>> begin Records for this exercise
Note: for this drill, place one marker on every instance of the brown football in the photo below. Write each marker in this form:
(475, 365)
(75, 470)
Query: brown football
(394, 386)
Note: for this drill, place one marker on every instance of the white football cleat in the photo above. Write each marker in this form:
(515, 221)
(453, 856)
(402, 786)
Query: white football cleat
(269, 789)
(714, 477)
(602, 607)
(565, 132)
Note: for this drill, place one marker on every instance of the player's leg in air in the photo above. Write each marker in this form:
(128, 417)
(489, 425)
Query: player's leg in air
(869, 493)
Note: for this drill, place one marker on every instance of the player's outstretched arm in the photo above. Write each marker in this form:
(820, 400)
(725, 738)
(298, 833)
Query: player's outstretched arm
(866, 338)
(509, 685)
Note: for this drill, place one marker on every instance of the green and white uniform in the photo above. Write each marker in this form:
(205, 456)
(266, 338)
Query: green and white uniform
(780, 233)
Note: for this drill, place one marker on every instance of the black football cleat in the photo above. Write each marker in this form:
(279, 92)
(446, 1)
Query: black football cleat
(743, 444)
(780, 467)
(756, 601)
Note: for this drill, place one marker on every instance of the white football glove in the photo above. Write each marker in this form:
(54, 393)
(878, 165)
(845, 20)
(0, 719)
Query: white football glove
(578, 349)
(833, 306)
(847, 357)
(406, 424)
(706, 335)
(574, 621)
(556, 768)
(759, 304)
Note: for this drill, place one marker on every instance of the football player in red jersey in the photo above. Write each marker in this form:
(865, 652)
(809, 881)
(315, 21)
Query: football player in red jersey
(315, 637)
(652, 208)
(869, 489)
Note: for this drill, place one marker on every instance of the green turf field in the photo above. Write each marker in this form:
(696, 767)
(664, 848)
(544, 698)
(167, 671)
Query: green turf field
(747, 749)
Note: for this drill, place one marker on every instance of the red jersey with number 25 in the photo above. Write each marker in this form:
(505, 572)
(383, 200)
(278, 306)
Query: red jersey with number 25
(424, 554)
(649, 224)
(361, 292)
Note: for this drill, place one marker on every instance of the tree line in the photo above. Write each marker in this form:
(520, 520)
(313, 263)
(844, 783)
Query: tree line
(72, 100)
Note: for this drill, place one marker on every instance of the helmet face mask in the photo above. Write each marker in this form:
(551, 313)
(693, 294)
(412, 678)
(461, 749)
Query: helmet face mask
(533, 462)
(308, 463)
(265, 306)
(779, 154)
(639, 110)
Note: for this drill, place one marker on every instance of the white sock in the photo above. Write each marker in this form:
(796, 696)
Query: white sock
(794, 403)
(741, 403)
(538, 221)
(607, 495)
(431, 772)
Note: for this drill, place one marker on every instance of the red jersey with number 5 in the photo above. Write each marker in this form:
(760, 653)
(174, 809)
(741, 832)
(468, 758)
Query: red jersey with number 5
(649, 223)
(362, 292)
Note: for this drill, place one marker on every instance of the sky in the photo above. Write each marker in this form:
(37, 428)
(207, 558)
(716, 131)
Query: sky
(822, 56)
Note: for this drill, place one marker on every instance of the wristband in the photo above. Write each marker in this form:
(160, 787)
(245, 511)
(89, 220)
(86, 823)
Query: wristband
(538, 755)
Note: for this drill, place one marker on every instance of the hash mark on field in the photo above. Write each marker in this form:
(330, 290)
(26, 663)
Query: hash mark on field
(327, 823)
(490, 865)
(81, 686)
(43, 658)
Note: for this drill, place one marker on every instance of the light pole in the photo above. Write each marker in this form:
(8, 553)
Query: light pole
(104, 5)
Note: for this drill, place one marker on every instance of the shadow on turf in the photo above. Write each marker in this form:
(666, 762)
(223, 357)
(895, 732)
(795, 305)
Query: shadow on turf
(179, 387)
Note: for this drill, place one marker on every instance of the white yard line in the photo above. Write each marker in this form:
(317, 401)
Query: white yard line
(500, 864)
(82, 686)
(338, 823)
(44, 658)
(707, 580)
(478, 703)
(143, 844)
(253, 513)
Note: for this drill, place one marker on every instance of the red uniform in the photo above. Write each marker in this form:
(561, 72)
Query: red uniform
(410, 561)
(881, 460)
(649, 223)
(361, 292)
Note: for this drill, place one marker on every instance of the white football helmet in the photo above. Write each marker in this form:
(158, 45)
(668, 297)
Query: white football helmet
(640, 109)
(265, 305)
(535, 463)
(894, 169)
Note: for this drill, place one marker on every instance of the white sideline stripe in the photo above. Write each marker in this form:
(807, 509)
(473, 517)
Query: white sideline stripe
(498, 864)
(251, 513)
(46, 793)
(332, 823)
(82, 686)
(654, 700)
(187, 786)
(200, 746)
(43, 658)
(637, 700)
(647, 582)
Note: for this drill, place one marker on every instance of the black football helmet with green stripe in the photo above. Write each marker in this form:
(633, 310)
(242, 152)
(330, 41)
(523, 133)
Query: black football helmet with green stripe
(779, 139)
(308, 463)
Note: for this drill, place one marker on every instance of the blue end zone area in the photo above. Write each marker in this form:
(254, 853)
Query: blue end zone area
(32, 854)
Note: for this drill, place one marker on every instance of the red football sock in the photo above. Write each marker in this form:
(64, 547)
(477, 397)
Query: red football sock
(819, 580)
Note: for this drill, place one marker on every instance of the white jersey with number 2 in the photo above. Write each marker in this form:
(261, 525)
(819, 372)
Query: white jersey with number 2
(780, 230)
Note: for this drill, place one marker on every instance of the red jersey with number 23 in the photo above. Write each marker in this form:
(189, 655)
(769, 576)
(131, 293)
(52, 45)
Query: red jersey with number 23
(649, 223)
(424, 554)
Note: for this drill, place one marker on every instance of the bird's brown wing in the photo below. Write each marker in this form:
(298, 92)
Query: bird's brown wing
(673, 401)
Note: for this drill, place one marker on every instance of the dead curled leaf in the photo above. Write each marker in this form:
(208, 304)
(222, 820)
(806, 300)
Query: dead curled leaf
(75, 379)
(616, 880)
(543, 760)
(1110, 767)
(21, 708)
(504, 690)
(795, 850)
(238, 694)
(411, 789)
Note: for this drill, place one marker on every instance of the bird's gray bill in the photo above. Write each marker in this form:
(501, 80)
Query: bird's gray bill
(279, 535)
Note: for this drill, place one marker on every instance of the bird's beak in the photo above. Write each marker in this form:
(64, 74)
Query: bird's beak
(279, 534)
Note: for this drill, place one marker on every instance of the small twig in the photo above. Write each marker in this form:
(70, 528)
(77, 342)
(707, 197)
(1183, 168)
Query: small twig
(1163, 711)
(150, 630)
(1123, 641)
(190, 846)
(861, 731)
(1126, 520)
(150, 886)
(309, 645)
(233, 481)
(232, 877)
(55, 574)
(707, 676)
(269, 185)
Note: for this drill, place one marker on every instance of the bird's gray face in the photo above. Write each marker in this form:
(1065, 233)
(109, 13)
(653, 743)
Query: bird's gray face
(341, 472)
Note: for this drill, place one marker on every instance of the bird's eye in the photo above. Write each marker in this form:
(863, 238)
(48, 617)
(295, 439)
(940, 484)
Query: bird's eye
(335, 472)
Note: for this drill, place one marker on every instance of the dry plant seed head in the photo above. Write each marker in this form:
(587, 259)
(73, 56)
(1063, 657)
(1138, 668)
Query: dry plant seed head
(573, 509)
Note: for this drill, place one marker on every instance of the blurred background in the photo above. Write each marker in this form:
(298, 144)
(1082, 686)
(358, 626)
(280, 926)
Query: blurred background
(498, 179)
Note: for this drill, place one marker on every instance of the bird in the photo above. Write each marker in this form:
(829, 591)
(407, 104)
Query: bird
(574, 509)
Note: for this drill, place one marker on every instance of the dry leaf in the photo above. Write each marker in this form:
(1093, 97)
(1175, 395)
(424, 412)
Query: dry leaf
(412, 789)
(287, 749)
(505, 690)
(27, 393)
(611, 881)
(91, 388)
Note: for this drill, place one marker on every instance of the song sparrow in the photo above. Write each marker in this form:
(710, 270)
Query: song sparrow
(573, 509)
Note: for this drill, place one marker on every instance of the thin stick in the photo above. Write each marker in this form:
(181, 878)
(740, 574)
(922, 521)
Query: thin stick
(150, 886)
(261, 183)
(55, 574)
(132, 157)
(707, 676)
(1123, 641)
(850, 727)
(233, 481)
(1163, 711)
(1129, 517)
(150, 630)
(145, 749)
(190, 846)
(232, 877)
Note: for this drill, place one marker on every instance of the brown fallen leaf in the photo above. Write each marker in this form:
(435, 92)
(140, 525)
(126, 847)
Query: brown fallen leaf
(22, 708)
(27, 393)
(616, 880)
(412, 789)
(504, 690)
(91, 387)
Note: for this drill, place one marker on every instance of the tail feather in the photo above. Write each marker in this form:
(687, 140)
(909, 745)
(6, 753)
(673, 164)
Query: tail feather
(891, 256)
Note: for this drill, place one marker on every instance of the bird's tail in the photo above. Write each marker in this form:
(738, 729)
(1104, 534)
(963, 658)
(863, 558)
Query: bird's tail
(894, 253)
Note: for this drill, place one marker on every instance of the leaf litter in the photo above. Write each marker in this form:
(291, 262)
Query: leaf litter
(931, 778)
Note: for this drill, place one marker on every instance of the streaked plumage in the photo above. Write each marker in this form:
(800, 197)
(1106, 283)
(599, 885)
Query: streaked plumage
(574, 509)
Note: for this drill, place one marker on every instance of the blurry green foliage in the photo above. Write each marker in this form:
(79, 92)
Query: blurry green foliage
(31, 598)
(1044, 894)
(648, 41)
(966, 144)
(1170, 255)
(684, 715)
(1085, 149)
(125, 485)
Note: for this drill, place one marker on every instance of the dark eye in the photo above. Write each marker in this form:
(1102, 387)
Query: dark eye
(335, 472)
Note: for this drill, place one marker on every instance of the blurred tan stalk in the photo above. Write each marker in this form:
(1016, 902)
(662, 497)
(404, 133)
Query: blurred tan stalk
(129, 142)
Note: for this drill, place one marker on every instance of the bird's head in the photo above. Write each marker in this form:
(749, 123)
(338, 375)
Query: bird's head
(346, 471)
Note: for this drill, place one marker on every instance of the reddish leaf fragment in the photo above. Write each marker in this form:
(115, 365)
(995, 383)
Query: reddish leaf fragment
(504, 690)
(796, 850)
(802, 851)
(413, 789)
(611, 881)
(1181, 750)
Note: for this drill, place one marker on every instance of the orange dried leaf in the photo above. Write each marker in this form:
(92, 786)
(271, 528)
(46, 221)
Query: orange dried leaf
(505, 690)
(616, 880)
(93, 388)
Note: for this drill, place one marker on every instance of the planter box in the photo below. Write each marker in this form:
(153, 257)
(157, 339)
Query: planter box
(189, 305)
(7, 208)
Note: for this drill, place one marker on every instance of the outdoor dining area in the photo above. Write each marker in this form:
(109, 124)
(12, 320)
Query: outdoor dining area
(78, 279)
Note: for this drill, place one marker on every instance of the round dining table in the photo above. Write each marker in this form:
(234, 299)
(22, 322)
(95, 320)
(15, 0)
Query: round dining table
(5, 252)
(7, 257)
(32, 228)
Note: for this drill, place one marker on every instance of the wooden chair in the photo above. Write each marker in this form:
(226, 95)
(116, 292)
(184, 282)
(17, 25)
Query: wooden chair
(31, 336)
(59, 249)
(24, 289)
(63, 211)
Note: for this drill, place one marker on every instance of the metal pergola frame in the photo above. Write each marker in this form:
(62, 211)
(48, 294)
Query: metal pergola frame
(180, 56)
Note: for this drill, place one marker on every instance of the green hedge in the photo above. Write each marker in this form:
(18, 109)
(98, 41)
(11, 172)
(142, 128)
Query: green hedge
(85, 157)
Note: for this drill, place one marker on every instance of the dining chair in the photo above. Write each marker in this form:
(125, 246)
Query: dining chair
>> end Records for this exercise
[Given exercise]:
Rewrite the stretch of the data from the line containing "of the outdoor" through the end, keeping every line. Raise each answer coordinate by 141 and leave the format samples unchanged.

[Exercise output]:
Note: for this drill, place one marker on every instance of the outdoor dining area in the photo above. Write each marker in this form:
(109, 124)
(12, 320)
Query: outdoor dining area
(219, 420)
Note: for this drill, place one marker on every instance of the round dining table in the photo above. Write each marker in this form:
(234, 299)
(22, 322)
(95, 320)
(15, 0)
Query: round dining table
(146, 393)
(148, 398)
(173, 369)
Note: for this drill, place one marker on every instance of the wooden chair in the photo above. Write each marker in this form:
(226, 95)
(116, 292)
(184, 282)
(17, 25)
Query: wooden chair
(172, 477)
(200, 390)
(165, 430)
(204, 352)
Note: for this drill, place one marker on every instance of the metal pergola frame in the photo above. Write each marker in this form:
(62, 211)
(48, 294)
Query: metal pergola frame
(321, 197)
Note: for this drill, place one marker on every instance of the green hedge in the photo above. Write each marker in this form:
(18, 109)
(98, 41)
(11, 172)
(142, 128)
Query: green hedge
(226, 298)
Note: for this drill, place one marker on every instance of the dining chair in the photo above. Write each marker in this form:
(125, 246)
Query: dining chair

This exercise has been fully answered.